=== EXERCISE DIRECTIONS ===
Starting from the line that contains "of the right" and continuing through the end of the entries, write out every line again, requests included. Multiply each point coordinate in the answers by 2.2 and round it to a whole number, with halves rounded up. Give only these lines, and leave out the pictures.

========

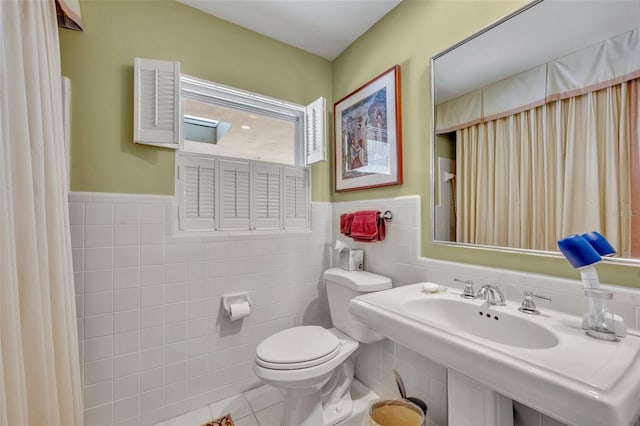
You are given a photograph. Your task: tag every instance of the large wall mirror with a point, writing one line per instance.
(535, 131)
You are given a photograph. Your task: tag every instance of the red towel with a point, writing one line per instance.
(368, 226)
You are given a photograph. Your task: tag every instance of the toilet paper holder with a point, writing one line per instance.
(232, 298)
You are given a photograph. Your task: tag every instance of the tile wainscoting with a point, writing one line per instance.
(154, 343)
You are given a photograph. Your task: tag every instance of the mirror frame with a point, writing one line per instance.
(432, 186)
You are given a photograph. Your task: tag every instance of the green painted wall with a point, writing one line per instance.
(409, 35)
(99, 62)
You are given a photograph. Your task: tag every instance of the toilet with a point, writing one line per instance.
(314, 366)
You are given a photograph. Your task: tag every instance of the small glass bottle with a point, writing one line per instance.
(599, 319)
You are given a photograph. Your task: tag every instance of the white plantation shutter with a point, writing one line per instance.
(197, 190)
(267, 197)
(234, 193)
(296, 197)
(156, 103)
(315, 131)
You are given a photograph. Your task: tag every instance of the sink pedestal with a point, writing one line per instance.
(473, 403)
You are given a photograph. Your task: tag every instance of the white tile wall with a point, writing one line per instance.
(153, 341)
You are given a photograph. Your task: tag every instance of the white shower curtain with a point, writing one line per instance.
(39, 366)
(528, 179)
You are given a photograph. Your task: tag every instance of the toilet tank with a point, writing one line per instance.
(342, 286)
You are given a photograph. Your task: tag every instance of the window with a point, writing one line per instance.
(241, 158)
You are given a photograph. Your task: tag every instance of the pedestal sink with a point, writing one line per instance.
(544, 361)
(498, 326)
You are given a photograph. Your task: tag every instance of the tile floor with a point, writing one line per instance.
(262, 406)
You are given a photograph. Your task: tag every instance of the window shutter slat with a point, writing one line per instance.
(267, 196)
(315, 131)
(296, 195)
(156, 102)
(235, 195)
(197, 192)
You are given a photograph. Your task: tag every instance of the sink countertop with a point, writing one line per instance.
(580, 380)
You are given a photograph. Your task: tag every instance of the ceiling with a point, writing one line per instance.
(322, 27)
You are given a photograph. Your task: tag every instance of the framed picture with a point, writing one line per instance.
(368, 139)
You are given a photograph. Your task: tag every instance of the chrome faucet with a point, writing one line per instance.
(468, 292)
(491, 294)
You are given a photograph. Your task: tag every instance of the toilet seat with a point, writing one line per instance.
(297, 347)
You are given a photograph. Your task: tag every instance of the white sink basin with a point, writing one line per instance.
(544, 361)
(462, 316)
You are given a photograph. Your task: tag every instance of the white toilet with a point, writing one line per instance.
(313, 365)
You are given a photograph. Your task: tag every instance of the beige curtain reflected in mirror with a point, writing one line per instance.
(530, 178)
(39, 365)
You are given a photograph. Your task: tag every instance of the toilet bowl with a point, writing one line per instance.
(314, 366)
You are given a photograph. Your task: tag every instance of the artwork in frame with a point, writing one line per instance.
(368, 135)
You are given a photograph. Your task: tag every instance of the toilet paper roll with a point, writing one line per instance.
(238, 311)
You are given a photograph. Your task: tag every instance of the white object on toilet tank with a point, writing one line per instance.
(342, 286)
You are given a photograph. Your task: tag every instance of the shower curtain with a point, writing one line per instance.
(39, 366)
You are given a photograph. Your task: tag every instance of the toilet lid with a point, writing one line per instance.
(297, 347)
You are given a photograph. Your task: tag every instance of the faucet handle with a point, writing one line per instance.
(529, 305)
(468, 292)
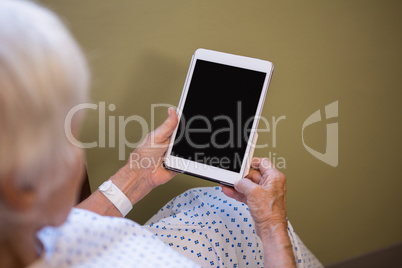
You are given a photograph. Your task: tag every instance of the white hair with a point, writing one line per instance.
(43, 74)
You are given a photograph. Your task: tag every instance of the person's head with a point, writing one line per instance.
(43, 74)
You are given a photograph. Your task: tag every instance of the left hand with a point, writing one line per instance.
(147, 158)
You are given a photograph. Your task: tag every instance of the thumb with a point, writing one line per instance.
(164, 131)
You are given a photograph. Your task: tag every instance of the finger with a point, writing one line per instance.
(245, 186)
(164, 131)
(254, 175)
(232, 193)
(264, 165)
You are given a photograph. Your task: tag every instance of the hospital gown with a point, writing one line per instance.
(201, 227)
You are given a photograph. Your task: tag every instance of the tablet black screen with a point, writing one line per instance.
(217, 116)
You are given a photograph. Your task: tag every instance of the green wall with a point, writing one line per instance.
(323, 51)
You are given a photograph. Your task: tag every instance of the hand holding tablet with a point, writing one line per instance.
(219, 110)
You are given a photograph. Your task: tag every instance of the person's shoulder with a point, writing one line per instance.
(87, 239)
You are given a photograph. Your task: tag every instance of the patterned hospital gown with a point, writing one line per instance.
(199, 227)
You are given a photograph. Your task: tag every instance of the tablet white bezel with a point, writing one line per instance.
(206, 171)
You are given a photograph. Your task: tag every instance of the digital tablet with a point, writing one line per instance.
(219, 109)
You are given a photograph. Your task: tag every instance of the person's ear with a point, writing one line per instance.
(21, 198)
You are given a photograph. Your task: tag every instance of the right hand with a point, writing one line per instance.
(263, 190)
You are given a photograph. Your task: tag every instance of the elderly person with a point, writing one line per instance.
(43, 74)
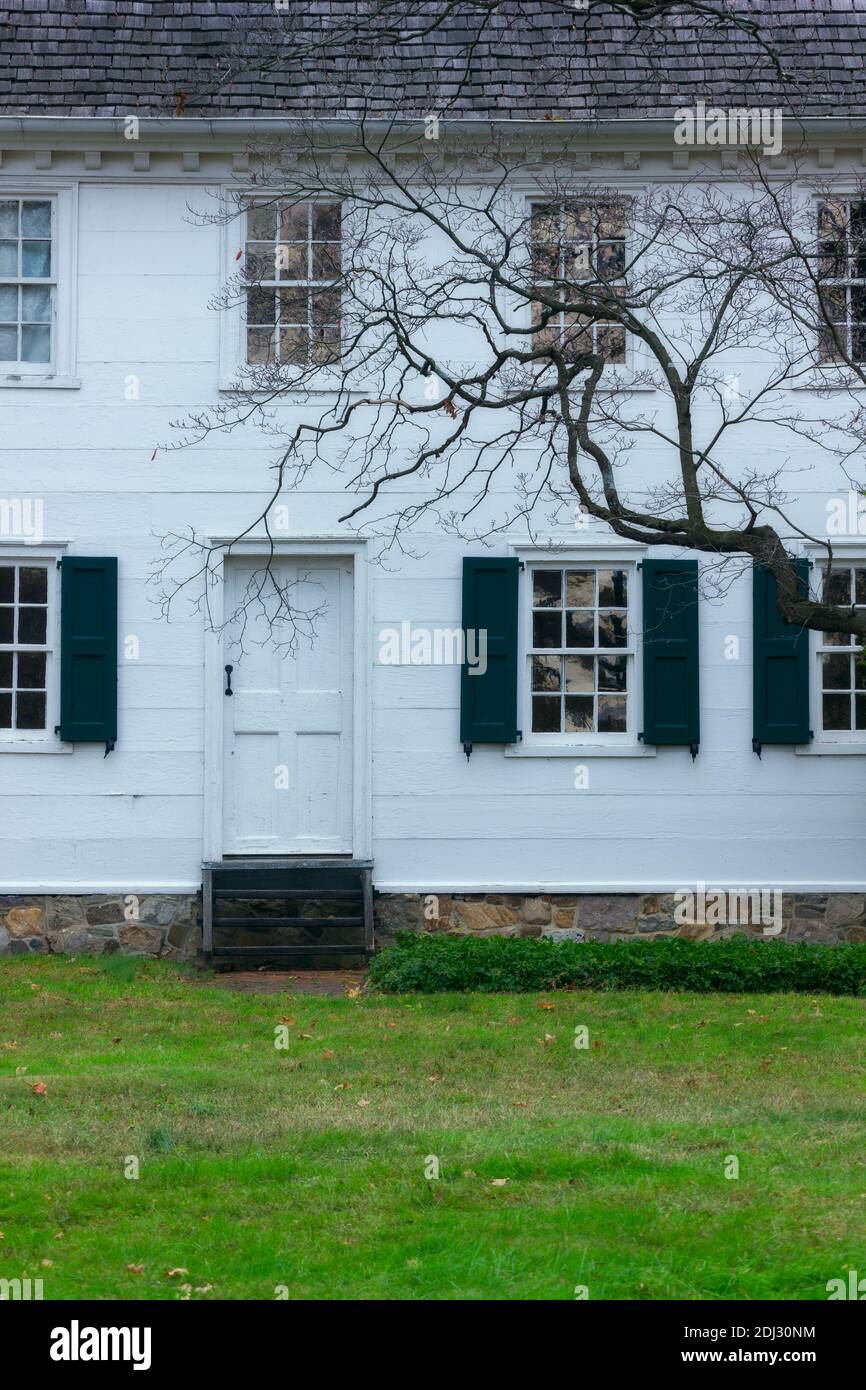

========

=== WRITTEN RESPONSE ===
You are given a photograph. Your task: tag every instance of the right hand with a point, writing one line per instance.
(579, 418)
You are given a photograph. Your task: tag every instance of the elderly person with a point, writing one line per instance.
(95, 163)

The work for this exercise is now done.